Extract provided.
___
One of the biggest complaints we’ve seen from consumers has to do with poor tank design. That’s something you may not know is an issue until you’ve owned your system for a few months, but the shorter the distance between the sink and humidifier, the better off you’ll be.
There are also top-fill humidifiers with removable and fixed tanks. Any system with a fixed tank requires you to carry water to the machine in a pitcher or carry the system to the sink. You have to consider where the machine will reside in your home before you can find the best position for a humidifier.
The Best Position for Humidifiers in a Room
If you believe there is a perfect place to position a humidifier in a room, we’ve got bad news for you. You can put a humidifier anywhere in a room as long as you follow a few simple rules. The first is to always place your system on a flat, even surface. Ideally, you’ll want your system several feet of the ground as well, although there are some humidifiers that are perfectly safe on the floor.
You should also consider the size of the system itself, along with the aforementioned cord length. You need to ensure you have enough room around the humidifier as well. You don’t want your system too close to a wall or any furniture that could get damp from the mist over time. These machines need enough room around them for air to circulate, so keep distance between your humidifier and walls or other objects.
You should also keep humidifiers away from curtains for obvious reasons, but also because curtains cover windows. Direct sunlight on your humidifier can increase the potential for bacteria to grow, so stay several inches away from curtains and keep the unit out of direct sunlight. Vents and open windows will throw off a humidistat as well.
If you are purchasing or using an ultrasonic humidifier, and aren’t using distilled water, pay attention to what you place your humidifier on. White dust is a common occurrence when using hard water with this type of system, and while it can be cleaned up, it can cause quite the mess.
Should I close the door when using a humidifier?
One of the more common questions we get from our readers doesn’t involve placement, but doors and whether they should remain open or shut with a humidifier in use. If your humidifier has an automatic mode or humidistat, it shouldn’t matter either way. These machines will automatically turn on or off based on your desired humidity levels in a room.
___
Listed entries.
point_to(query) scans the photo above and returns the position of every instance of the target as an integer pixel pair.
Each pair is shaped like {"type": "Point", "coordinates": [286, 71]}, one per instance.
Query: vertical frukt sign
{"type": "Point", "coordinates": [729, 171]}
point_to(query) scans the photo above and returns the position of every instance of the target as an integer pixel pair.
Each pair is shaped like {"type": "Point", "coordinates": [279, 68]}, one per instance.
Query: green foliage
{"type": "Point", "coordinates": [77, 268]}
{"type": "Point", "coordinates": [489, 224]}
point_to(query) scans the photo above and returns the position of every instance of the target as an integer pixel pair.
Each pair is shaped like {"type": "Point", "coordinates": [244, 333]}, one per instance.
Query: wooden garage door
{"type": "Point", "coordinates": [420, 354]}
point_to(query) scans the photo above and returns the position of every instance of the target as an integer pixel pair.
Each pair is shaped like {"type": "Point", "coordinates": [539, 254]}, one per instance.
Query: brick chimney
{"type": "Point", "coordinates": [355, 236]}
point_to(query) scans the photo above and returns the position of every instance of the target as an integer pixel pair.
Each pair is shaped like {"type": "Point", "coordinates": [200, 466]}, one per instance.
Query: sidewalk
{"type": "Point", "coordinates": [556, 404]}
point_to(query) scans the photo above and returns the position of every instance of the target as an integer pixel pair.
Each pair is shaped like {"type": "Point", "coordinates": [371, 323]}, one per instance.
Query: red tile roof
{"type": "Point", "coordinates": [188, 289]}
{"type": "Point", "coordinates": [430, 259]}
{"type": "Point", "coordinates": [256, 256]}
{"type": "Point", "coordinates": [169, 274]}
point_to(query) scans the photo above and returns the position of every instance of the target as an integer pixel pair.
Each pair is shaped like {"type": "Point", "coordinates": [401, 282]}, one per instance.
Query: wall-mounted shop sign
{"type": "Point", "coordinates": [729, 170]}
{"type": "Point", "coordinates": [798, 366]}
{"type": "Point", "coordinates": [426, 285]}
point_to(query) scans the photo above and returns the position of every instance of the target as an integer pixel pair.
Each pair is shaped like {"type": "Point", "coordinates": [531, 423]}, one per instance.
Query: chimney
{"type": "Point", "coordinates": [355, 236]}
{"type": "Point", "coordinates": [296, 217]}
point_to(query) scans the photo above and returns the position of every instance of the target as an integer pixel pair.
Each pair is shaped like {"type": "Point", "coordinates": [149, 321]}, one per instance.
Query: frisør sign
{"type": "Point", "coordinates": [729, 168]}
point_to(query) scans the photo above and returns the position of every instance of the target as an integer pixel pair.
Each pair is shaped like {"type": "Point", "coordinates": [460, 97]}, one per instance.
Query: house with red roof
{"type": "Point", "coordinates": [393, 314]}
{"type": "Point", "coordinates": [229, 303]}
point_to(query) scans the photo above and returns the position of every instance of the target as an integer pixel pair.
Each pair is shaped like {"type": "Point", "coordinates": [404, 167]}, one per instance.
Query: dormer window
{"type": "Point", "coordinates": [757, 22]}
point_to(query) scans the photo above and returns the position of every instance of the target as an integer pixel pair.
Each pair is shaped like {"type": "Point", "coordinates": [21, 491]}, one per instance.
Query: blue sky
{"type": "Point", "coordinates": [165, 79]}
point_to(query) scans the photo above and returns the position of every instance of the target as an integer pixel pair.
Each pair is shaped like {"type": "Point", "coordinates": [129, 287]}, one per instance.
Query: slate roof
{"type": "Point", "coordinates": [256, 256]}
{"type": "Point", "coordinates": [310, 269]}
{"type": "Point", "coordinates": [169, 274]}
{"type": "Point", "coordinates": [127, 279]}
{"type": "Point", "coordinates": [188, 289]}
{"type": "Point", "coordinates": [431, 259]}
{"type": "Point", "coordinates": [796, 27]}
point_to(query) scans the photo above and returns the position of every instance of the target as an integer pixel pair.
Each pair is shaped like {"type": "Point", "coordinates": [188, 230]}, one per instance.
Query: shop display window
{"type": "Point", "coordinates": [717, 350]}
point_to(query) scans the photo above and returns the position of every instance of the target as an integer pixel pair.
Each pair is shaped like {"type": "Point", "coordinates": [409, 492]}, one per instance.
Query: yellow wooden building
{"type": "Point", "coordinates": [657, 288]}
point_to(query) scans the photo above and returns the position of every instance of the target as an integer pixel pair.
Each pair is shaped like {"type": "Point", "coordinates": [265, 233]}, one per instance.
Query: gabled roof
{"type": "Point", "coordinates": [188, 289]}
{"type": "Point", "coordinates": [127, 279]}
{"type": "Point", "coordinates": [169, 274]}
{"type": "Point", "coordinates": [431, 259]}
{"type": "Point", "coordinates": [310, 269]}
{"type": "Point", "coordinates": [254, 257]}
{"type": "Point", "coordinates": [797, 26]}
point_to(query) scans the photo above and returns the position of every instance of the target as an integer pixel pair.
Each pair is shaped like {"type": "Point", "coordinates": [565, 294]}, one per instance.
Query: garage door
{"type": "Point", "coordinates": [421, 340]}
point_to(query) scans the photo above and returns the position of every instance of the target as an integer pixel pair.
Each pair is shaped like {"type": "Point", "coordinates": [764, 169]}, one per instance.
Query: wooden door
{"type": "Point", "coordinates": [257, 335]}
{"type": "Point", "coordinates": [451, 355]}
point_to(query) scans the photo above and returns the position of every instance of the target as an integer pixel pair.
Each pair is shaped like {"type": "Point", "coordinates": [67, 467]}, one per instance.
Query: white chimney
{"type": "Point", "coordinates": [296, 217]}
___
Work to complete.
1. In the humidifier placement text, what kind of surface should a humidifier always be placed on?
2. Write the next part of the humidifier placement text, picking up after its last sentence.

Expected results.
1. A flat, even surface.

2.
Humidifiers that simply run until the tank is dry are a different story, however, especially in a child’s room. Too much humidity can cause more problems than a humidifier solves, so don’t turn a comfortable area into a damp room by keeping it shut off. Keep the door open in a child’s room, and think twice about shutting doors in rooms for adults if it’s a warm mist humidifier.
Warm Mist Humidifier Placement
While the same rules with placement apply to both cool and warm mist humidifiers, there are a few extra precautions to keep in mind when a humidifier produces steam or warm mist. The best position for a humidifier that puts out steam is somewhere safe and stable away from children and pets.
Cool mist humidifiers are often used in nurseries for that reason alone as they are much safer to use in a baby or small child’s room. When it comes to pets, there may not be a place safe enough if you have a cat that likes to climb or an unruly dog. In that case, pay close attention to how the machine is designed and opt for a warm mist system over one that produces steam.
As you can see, a humidifier can be used almost anywhere in your home. While we recommend referring to your user manual when it comes to placement as every system varies, the main thing to remember is the surface where it will sit and general safety.
That surface should always be stable and level to prevent an accidental spill. Keep these machines away from children and pets as well, and always make sure there’s enough room around your humidifier for it to breathe if you want it to function properly.